┌─ Task data

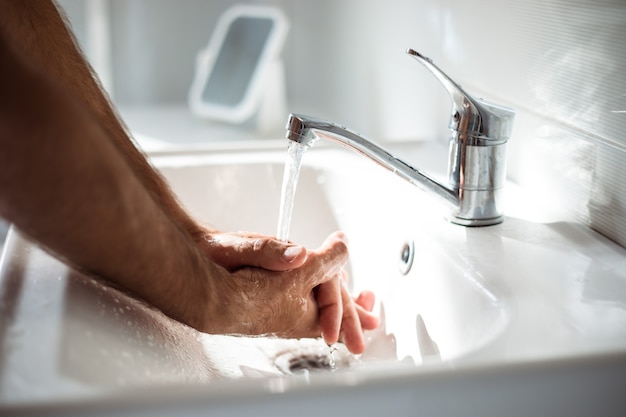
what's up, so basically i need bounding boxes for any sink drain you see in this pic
[287,354,334,374]
[274,351,335,375]
[273,343,354,375]
[398,240,415,275]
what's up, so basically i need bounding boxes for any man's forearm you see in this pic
[0,32,217,331]
[0,0,208,236]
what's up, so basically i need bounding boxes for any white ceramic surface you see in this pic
[1,143,625,416]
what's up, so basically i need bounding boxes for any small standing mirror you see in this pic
[188,5,289,132]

└─

Exercise aim :: Only a verbatim transcription of the lines from the one containing "what's up, so basically i need bounding boxes for any white" through the last line of the records counts as the answer.

Exercise solution ::
what's up, so basically i need bounding boxes for any white ceramic surface you see in this pic
[1,143,625,416]
what's up, so basically i need bounding boxes for any small standing mirror you see in this pic
[188,5,289,132]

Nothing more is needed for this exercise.